= Task description =
Rewrite the lines of the listing, starting at the line that contains "Target: wooden kitchen cart" and ending at the final line of the listing, with "bar stool seat" switched to "bar stool cushion" and everything else left unchanged.

= Supplied records =
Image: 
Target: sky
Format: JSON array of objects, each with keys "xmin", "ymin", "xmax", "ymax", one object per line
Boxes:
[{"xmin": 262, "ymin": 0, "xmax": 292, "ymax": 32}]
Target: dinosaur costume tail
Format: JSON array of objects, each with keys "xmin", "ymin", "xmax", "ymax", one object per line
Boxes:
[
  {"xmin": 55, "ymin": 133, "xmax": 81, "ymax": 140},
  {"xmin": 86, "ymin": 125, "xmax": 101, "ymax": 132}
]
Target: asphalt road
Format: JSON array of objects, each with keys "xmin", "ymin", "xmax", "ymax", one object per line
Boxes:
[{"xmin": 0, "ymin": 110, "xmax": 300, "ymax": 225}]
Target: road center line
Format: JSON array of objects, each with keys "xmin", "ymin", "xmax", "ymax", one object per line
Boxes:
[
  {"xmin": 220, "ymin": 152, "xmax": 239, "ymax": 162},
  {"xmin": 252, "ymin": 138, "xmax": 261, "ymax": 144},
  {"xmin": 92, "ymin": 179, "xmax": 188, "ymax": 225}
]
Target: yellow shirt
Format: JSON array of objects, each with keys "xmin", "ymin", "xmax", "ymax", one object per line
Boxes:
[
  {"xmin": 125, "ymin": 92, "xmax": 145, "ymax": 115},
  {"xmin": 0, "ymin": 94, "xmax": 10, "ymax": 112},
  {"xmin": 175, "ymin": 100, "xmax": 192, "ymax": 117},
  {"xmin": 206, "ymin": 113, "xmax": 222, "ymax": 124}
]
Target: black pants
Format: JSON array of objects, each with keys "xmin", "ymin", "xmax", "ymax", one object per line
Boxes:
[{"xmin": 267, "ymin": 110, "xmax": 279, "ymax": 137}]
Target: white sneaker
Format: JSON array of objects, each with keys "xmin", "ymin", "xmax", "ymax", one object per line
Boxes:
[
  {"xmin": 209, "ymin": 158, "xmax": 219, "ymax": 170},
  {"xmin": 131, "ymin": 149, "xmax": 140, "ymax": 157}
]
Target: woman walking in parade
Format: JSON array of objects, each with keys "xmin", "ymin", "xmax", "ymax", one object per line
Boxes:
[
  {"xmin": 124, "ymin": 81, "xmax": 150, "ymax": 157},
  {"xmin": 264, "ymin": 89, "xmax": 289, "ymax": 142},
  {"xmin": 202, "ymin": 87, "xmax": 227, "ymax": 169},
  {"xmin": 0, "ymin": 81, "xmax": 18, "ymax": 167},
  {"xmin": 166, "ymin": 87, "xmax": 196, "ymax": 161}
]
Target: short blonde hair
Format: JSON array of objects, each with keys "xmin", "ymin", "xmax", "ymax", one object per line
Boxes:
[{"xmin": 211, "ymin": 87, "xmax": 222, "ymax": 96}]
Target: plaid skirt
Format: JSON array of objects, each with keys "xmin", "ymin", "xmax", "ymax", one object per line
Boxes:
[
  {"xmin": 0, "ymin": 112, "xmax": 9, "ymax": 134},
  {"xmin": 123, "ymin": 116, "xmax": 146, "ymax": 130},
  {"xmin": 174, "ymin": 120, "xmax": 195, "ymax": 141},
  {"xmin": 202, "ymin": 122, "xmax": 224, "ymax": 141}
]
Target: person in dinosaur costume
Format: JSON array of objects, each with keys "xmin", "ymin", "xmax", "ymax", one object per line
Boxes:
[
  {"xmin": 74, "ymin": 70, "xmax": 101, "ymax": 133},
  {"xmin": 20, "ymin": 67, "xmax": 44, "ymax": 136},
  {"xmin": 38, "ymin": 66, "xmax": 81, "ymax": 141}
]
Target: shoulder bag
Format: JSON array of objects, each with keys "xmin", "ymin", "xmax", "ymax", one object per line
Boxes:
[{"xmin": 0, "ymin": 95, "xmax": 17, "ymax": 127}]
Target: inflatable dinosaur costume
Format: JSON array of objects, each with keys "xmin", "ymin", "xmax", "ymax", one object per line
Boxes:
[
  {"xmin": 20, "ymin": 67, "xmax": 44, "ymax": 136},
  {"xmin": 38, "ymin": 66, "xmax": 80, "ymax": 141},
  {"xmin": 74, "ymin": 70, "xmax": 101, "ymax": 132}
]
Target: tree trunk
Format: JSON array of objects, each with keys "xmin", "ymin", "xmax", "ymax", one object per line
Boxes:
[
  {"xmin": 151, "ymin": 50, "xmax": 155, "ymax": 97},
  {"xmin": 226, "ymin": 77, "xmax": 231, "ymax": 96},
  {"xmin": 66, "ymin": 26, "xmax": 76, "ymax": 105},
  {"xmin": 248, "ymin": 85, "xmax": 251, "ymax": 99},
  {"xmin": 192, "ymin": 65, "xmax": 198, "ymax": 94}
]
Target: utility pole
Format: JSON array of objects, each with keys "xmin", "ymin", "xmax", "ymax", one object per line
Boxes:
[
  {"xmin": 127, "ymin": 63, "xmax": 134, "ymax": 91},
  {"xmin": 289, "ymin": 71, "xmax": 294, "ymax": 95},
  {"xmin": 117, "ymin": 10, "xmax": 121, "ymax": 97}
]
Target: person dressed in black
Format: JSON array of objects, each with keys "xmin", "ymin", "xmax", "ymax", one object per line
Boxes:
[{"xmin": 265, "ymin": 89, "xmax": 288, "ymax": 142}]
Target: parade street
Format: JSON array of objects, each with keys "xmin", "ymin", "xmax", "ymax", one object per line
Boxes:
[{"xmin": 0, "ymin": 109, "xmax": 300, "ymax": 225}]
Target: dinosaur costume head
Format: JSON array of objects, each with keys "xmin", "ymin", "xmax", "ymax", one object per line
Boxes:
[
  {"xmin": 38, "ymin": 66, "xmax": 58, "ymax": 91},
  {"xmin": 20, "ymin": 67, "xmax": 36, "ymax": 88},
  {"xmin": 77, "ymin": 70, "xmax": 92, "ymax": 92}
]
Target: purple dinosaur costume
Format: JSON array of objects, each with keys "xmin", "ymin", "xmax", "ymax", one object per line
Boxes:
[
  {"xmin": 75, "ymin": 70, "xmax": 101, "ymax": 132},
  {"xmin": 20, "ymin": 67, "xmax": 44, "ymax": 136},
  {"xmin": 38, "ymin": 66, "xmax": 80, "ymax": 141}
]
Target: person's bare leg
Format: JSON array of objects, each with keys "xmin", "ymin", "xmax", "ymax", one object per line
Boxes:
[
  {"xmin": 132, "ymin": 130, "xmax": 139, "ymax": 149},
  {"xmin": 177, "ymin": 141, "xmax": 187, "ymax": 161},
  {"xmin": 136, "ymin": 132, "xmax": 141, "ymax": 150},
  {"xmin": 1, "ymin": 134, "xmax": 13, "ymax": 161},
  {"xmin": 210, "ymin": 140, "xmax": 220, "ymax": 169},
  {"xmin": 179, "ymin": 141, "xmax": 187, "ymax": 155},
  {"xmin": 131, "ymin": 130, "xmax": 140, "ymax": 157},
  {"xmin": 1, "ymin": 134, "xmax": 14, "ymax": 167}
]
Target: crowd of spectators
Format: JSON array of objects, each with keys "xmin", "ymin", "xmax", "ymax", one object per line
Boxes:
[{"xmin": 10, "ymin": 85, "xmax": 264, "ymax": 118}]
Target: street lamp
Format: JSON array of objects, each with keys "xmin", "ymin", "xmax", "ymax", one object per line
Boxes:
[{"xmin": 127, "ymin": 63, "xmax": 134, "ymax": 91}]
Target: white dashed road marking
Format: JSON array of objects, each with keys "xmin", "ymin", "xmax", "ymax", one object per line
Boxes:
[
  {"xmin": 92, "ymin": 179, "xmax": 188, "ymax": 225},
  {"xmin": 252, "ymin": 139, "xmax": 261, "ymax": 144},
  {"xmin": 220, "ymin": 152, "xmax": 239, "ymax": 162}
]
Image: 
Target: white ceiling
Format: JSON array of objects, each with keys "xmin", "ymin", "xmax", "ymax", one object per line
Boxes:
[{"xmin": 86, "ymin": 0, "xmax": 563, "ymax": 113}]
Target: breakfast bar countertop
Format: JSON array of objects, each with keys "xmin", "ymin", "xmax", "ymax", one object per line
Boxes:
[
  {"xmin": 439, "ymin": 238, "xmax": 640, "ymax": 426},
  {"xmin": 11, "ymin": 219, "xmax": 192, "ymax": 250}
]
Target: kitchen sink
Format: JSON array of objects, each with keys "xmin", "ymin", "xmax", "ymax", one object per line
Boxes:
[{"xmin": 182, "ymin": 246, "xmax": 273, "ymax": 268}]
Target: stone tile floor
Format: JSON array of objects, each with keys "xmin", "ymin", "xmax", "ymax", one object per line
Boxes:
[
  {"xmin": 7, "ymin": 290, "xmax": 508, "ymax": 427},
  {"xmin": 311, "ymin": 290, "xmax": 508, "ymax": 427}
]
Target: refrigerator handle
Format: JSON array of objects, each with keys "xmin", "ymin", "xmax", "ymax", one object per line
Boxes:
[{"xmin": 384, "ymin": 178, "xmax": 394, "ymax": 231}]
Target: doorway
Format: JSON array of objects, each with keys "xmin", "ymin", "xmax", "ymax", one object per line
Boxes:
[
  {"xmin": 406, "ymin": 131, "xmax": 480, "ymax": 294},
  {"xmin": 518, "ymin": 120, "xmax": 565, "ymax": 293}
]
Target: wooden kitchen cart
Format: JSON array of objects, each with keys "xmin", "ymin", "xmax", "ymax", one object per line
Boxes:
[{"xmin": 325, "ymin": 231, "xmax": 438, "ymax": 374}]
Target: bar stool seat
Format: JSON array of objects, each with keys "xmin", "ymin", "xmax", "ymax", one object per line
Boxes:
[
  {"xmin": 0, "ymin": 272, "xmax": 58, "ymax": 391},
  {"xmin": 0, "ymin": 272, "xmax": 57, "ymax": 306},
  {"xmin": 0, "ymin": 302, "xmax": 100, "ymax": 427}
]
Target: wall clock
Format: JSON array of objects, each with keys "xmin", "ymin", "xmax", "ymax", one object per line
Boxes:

= Written response =
Target: wooden kitchen cart
Format: JSON array of objects, each with keys "xmin", "ymin", "xmax", "ymax", one object per line
Boxes:
[{"xmin": 325, "ymin": 231, "xmax": 438, "ymax": 374}]
Target: bar stool cushion
Format: JSON array of objects, each with keys "xmin", "ymin", "xmax", "ymax", one object per line
Boxes:
[
  {"xmin": 0, "ymin": 272, "xmax": 58, "ymax": 391},
  {"xmin": 0, "ymin": 272, "xmax": 57, "ymax": 306},
  {"xmin": 0, "ymin": 302, "xmax": 100, "ymax": 427}
]
Target: wall clock
Format: JSON array of objects, each with keys "xmin", "ymin", "xmax", "ymax", one object per line
Boxes:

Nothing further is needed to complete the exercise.